Reproduce every one of the lines below verbatim, keeping their order unchanged.

### PROVIDED INFORMATION:
-------------------------

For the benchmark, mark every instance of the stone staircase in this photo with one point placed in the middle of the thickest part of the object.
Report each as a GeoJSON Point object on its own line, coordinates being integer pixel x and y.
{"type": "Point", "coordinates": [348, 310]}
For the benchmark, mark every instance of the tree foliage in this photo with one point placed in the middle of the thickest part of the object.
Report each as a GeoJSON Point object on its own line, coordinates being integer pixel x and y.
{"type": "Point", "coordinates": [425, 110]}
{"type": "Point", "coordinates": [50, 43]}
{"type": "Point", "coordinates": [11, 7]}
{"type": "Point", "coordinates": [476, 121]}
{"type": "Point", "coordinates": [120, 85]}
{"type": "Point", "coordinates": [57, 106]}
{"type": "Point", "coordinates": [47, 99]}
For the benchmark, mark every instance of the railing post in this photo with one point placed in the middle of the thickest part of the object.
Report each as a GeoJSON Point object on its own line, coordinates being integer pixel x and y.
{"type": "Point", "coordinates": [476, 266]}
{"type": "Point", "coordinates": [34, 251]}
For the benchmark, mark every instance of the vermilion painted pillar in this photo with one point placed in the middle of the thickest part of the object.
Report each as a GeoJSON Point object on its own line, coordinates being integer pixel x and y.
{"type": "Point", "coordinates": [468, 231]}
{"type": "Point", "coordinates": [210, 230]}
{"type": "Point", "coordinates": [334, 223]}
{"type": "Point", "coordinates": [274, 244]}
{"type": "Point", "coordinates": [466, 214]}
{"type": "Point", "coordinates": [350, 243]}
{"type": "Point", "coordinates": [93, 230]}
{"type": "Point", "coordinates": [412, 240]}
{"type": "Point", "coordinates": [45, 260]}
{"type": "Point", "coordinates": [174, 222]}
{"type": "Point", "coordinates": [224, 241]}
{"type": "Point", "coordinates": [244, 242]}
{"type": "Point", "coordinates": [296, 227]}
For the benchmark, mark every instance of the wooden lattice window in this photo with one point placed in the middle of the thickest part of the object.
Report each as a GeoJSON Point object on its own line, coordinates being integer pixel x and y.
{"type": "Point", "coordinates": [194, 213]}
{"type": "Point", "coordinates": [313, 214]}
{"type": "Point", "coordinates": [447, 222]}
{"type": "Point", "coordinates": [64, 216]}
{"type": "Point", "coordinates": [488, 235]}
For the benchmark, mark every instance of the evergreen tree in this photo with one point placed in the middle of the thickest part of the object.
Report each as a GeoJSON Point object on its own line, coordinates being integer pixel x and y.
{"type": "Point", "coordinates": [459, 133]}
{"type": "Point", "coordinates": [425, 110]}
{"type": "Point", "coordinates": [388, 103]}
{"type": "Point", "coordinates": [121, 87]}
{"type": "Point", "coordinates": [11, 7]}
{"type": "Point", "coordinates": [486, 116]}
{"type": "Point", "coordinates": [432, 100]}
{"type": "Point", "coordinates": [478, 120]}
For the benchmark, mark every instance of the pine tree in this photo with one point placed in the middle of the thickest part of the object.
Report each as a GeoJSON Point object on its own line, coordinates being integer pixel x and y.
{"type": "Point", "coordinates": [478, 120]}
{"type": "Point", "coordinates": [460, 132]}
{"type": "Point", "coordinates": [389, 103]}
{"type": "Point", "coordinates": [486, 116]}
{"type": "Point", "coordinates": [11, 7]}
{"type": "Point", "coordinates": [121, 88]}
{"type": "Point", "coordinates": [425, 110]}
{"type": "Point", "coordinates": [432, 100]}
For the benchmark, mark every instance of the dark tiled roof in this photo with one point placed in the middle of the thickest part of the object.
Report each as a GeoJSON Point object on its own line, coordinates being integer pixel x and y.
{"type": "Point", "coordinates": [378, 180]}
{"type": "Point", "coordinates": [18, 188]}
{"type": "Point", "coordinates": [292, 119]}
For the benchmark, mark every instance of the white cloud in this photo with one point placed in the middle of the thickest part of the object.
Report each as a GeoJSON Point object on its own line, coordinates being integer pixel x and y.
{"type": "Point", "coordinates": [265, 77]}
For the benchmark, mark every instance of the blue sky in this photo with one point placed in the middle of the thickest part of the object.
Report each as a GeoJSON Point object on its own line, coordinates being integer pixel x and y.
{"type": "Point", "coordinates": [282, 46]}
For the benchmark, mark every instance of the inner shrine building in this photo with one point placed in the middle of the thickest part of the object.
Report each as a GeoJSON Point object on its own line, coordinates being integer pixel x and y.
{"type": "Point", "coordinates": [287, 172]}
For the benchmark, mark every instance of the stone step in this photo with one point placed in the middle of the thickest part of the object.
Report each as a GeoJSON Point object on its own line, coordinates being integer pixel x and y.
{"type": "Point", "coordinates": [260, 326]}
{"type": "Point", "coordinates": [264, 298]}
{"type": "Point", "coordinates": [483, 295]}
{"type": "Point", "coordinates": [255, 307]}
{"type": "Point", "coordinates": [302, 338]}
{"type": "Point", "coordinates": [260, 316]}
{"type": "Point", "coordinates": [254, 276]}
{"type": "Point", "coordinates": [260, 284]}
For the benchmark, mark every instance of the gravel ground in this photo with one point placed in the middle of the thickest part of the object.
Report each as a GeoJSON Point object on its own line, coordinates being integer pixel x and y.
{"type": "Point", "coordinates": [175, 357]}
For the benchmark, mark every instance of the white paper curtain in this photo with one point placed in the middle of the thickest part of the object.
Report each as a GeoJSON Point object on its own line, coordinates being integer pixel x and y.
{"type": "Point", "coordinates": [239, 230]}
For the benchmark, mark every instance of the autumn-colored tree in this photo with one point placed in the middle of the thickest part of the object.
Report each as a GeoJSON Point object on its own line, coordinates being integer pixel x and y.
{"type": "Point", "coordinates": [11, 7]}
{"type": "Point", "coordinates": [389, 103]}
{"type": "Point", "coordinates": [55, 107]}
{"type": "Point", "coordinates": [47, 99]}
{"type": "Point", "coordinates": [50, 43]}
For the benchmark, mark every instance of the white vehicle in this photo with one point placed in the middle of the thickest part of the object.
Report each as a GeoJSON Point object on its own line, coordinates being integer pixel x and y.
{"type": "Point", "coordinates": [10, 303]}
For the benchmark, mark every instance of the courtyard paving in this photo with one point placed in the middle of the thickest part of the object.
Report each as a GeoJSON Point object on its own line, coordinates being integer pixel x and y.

-------------------------

### EXERCISE RESULT:
For the benchmark, mark every instance of the stone staircase in this photo with one point placed in the middle of the thickest part of the object.
Report each as a GeoJSON Point object on its own line, coordinates being integer pixel x and y.
{"type": "Point", "coordinates": [348, 310]}
For the benchmark, mark every instance of the tree foliage in this photo with one point placed in the middle of the thickest part of the object.
Report each as a GeoJSON Point object on its own line, coordinates being integer pixel x and y.
{"type": "Point", "coordinates": [425, 110]}
{"type": "Point", "coordinates": [50, 43]}
{"type": "Point", "coordinates": [11, 7]}
{"type": "Point", "coordinates": [476, 121]}
{"type": "Point", "coordinates": [120, 85]}
{"type": "Point", "coordinates": [57, 106]}
{"type": "Point", "coordinates": [47, 99]}
For the benchmark, mark every instance of the railing post in this photo with one point placed in the middle of the thickest part of the object.
Report each as a GeoJSON Point object on its own line, coordinates being integer pixel x and y.
{"type": "Point", "coordinates": [476, 266]}
{"type": "Point", "coordinates": [34, 251]}
For the benchmark, mark every instance of the vermilion painted pillar in this photo with one point placed in the middle of the thickest part of the object.
Report each as a GeoJSON Point object on its own line, coordinates being integer pixel x and y.
{"type": "Point", "coordinates": [468, 231]}
{"type": "Point", "coordinates": [210, 230]}
{"type": "Point", "coordinates": [334, 223]}
{"type": "Point", "coordinates": [274, 244]}
{"type": "Point", "coordinates": [466, 214]}
{"type": "Point", "coordinates": [350, 243]}
{"type": "Point", "coordinates": [93, 230]}
{"type": "Point", "coordinates": [412, 240]}
{"type": "Point", "coordinates": [45, 260]}
{"type": "Point", "coordinates": [174, 222]}
{"type": "Point", "coordinates": [224, 241]}
{"type": "Point", "coordinates": [244, 242]}
{"type": "Point", "coordinates": [296, 227]}
For the benchmark, mark every instance of the wooden lattice window in this photo with one point placed in the middle of the thickest part of the object.
Report each as a GeoJSON Point object on its own line, coordinates being integer pixel x and y.
{"type": "Point", "coordinates": [194, 213]}
{"type": "Point", "coordinates": [313, 214]}
{"type": "Point", "coordinates": [447, 222]}
{"type": "Point", "coordinates": [64, 216]}
{"type": "Point", "coordinates": [488, 235]}
For the benchmark, mark every instance of the evergreen tree in this photo with one point placed in the middle of the thickest part of the object.
Report each as a GeoJSON Point object on its own line, coordinates being integer pixel x and y.
{"type": "Point", "coordinates": [459, 133]}
{"type": "Point", "coordinates": [425, 110]}
{"type": "Point", "coordinates": [388, 103]}
{"type": "Point", "coordinates": [121, 87]}
{"type": "Point", "coordinates": [11, 7]}
{"type": "Point", "coordinates": [486, 116]}
{"type": "Point", "coordinates": [432, 100]}
{"type": "Point", "coordinates": [478, 120]}
For the benchmark, mark every instance of the pine tree in this photo with one point placed in the middle of the thickest part of the object.
Report each as a GeoJSON Point object on its own line, coordinates being integer pixel x and y.
{"type": "Point", "coordinates": [478, 120]}
{"type": "Point", "coordinates": [460, 132]}
{"type": "Point", "coordinates": [389, 103]}
{"type": "Point", "coordinates": [486, 116]}
{"type": "Point", "coordinates": [11, 7]}
{"type": "Point", "coordinates": [121, 88]}
{"type": "Point", "coordinates": [425, 110]}
{"type": "Point", "coordinates": [432, 100]}
For the benchmark, mark every instance of the dark tiled roof in this photo with one point placed in the middle of the thickest part of the object.
Report each as a GeoJSON Point object on its own line, coordinates being integer pixel x and y.
{"type": "Point", "coordinates": [378, 180]}
{"type": "Point", "coordinates": [18, 188]}
{"type": "Point", "coordinates": [292, 119]}
For the benchmark, mark every instance of the white cloud in this photo with one point placed in the middle of the thickest part of the object.
Report each as a GeoJSON Point object on its own line, coordinates being integer pixel x and y.
{"type": "Point", "coordinates": [265, 77]}
For the benchmark, mark every instance of the blue sky in this photo with one point placed in the middle of the thickest part of the object.
Report each as a GeoJSON Point object on its own line, coordinates being integer pixel x and y.
{"type": "Point", "coordinates": [282, 46]}
For the benchmark, mark every instance of the inner shrine building in this photo with one point placed in the middle of the thickest part of the object.
Report each as a GeoJSON Point object on its own line, coordinates being integer pixel x and y.
{"type": "Point", "coordinates": [287, 172]}
For the benchmark, mark every instance of the stone step in this photo with one point placed in the middle of the thickest part of the object.
Report each as a GeoJSON Point object on its own line, coordinates being integer pixel x and y.
{"type": "Point", "coordinates": [260, 326]}
{"type": "Point", "coordinates": [264, 298]}
{"type": "Point", "coordinates": [483, 295]}
{"type": "Point", "coordinates": [255, 307]}
{"type": "Point", "coordinates": [302, 338]}
{"type": "Point", "coordinates": [260, 316]}
{"type": "Point", "coordinates": [254, 276]}
{"type": "Point", "coordinates": [260, 284]}
For the benchmark, mark every instance of the gravel ground in this photo with one point placed in the middle of the thickest part of the object.
Report each as a GeoJSON Point object on its own line, coordinates being integer pixel x and y.
{"type": "Point", "coordinates": [175, 357]}
For the benchmark, mark every instance of the white paper curtain in this photo with one point placed in the middle of the thickest part of the object.
Report each as a GeoJSON Point object on its own line, coordinates being integer pixel x and y.
{"type": "Point", "coordinates": [239, 230]}
For the benchmark, mark every instance of the autumn-colored tree in this photo with one point placed in the middle of the thickest part of the object.
Report each as a GeoJSON Point object on its own line, coordinates being integer pixel x and y.
{"type": "Point", "coordinates": [11, 7]}
{"type": "Point", "coordinates": [389, 103]}
{"type": "Point", "coordinates": [55, 107]}
{"type": "Point", "coordinates": [47, 99]}
{"type": "Point", "coordinates": [50, 43]}
For the benchmark, mark every instance of the white vehicle in this photo with one point placed in the middle of the thickest part of the object.
Report each as a GeoJSON Point object on its own line, coordinates being integer pixel x and y.
{"type": "Point", "coordinates": [10, 303]}
For the benchmark, mark every instance of the courtyard paving in this photo with one point placed in the middle of the thickest part of the object.
Report each as a GeoJSON Point object on its own line, coordinates being integer pixel x and y.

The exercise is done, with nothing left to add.